Exercise details: Reproduce every line below, from the line with "Round one — Name the bounding box that frames the cup" up to and including the last line, and add 135 to each bounding box coordinate.

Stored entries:
▼▼▼

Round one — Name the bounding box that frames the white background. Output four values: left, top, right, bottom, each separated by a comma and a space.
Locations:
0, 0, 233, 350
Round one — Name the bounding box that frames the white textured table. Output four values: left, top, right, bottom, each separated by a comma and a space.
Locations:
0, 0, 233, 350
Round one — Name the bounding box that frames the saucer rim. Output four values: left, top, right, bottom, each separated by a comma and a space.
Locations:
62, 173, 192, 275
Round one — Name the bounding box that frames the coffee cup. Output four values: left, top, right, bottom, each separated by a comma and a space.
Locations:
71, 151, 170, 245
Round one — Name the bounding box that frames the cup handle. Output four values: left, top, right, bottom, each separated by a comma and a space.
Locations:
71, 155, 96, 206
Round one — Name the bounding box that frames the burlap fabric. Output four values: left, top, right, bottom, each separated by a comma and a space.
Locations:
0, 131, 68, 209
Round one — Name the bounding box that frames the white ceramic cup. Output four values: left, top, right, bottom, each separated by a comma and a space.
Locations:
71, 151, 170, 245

▲▲▲

Solution to this task:
Round one — Name the bounding box that frames the cup handle. Output four values: left, top, right, bottom, each separated by a comma and a space.
Locations:
206, 290, 231, 341
Round one — Name the bounding box that frames the burlap fabric. Output four values: left, top, right, bottom, each separated by a comma and a space.
Locations:
135, 266, 203, 344
Round one — Name the bounding box that frames the white ceramic cup. Output four values: left, top, right, bottom, each separated by a comma and a space.
Locations:
206, 286, 305, 380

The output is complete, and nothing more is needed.